Text segment
Monday, 25 September 2017

Having it all


                                                         Tower: Marston St. Lawrence

As I drive down the 'B' road to Thorpe Mandeville I pass a sign advertising Tanks A Lot and laugh. Neat name. Not so sure about the premise: going one-up on the old hat of paintballing for jaded execs who need to revive their testosterone by hauling retired vehicles of death around a 'challenging off-road course'. For extra money (quite a lot of money!) you can enjoy the fun of running over an old banger. There are two levels for this particular speciality. I wonder what the VIP experience might offer - please supply your own suitably outrageous supplement.

Past TM's St. John the Baptist church and the huge Manor House, the lane drops away downhill to Lower Thorpe. This pristine view won't remain unspoiled for much longer. HS2 will sweep across the green valley in front of me. Even if the vein of the railway eventually sits back into the skin of the countryside the scars will take a long time to heal. If you're a returning reader you know what I think about that. At Culworth Grounds a jet-black spaniel cross bares its teeth under the misapprehension that the right-of-way forms part of its territory, and is called off by a small girl who emerges from the nearby cottage to shout. She says sorry. I say no problem. Her mutt was only bite-size. A large murdering gang of crows swoop and dive overhead as I puff on uphill. Avian intelligence is undervalued. Last week on a Dutch quayside, Sue and I watched a gull have lunch on a mussel it had pulled from the harbour wall. The gull picked up the mussel in its beak and twice essayed Barnes Wallis bombing runs bouncing the shellfish onto the concrete underneath with maximum violence. The first run was for softening up. Second time round the mussel shell cracked and rolled. The gull pounced, the meat was forensically extracted and eaten in hasty relish before any klepto colleague could intervene.

Information provided
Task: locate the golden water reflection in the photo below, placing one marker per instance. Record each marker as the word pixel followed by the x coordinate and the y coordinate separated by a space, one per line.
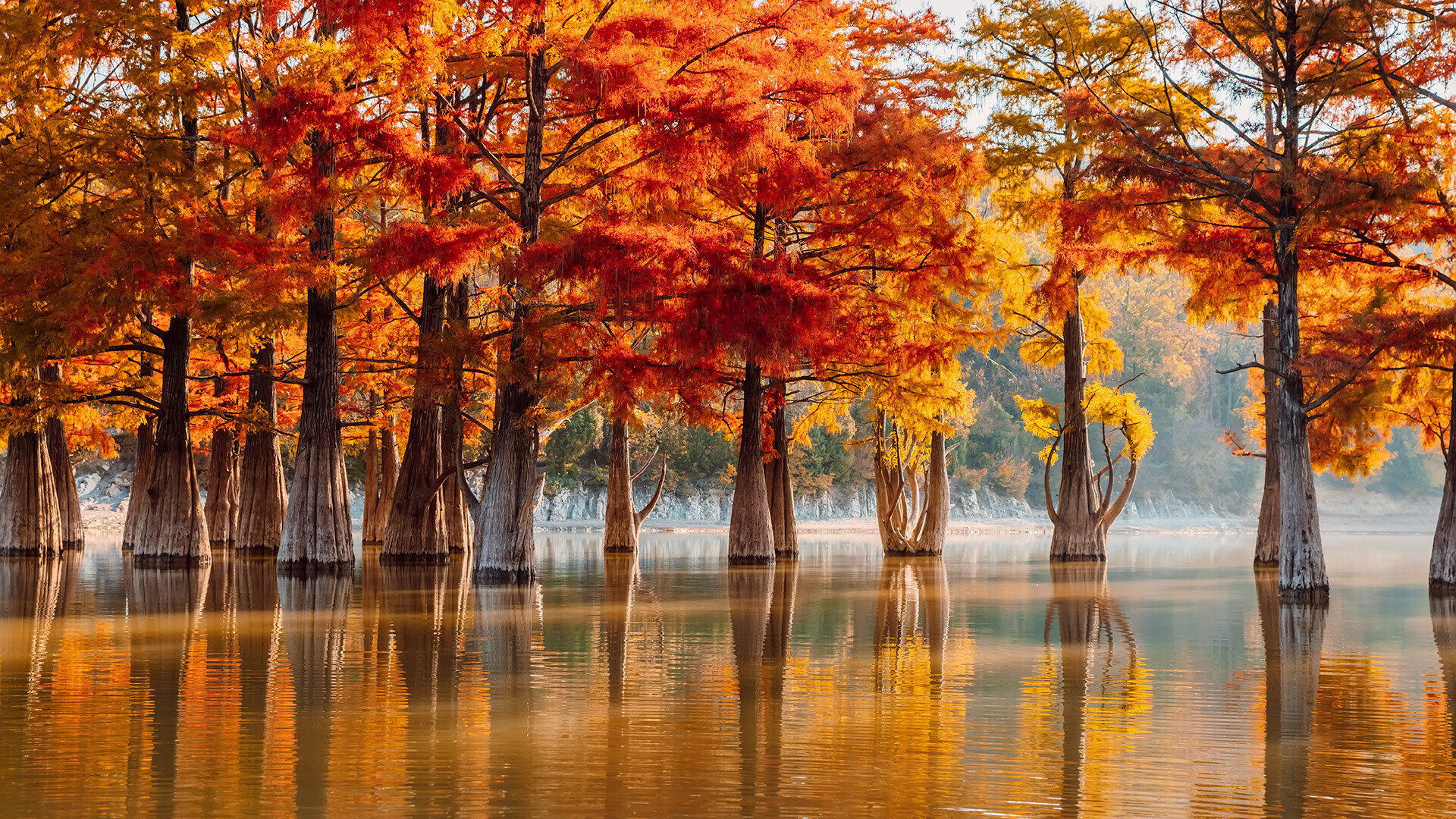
pixel 669 684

What to do
1 – Quote the country-walk blog post word for word, starting at the words "Monday, 25 September" and ending after "suitably outrageous supplement.".
2 – Render this sentence from the country-walk blog post in Spanish: "This pristine view won't remain unspoiled for much longer."
3 – Carry on writing the country-walk blog post from the point where it stops.
The listing comes from a separate source, unrelated to the country-walk blog post.

Outputs in order
1 –
Monday, 25 September 2017

Having it all


                                                         Tower: Marston St. Lawrence

As I drive down the 'B' road to Thorpe Mandeville I pass a sign advertising Tanks A Lot and laugh. Neat name. Not so sure about the premise: going one-up on the old hat of paintballing for jaded execs who need to revive their testosterone by hauling retired vehicles of death around a 'challenging off-road course'. For extra money (quite a lot of money!) you can enjoy the fun of running over an old banger. There are two levels for this particular speciality. I wonder what the VIP experience might offer - please supply your own suitably outrageous supplement.

2 – Esta vista inmaculada no permanecerá intacta por mucho más tiempo.

3 –
At the top of the rise I turn right onto an unmetalled section of the sheep drovers' ancient 'Banbury Lane' and in five minutes find myself looking left and right down Culworth's Queens Street. No jokes please. Time was Culworth was a pretty macho place, synonymous with its 'Gang', softly celebrated in Stuart Marson's song Close to the Wind. Culworth was then quite remote, and its roads were easy pickings for this group of eighteenth century footpads. They threatened ultimate violence, but preferred to knock their victims on the head rather than shoot them. At least one of the gang was a regular churchgoer. They eventually got their comeuppance, going to the gallows on what is now Northampton's 'Race Course' just opposite the White Elephant pub, a mile or so from our house.

Before I go to see St. Mary's church I wander down opposite the green to admire the range of nice buildings. In the old Forge, Miki and Georgie have no Saturday morning customers in the calm, welcoming space of their gallery. Georgie's part-time, Miki owns the business, but a change of personal circumstances means she's looking for someone to buy it. As for so many of us with right angles in the directions of our lives, she's been humming and hahing about whether she really should sell up. They offer me a coffee (probably a Nespresso - nice!) and in twenty minutes we laugh and chat and cover a lot of ground about the dynamic of relationships, personal preferences, clergy, galleries and so on. It's a lot of fun but I have to move on. Thanks, ladies! Since Miki's sorted, Georgie asks me to mention that if there are any well-mannered single men in their later prime of life out there...

I walk up the front path of St. Mary's. The Rector, Brian Fairbank, is just shutting the bird screen door. He's been preparing the church for the wedding of Catrin and Mark. He assures me I'm welcome to have a look round. I do, but I don't twig that he's the Rector until I see his face in the Now we are six monthly benefice publication later on.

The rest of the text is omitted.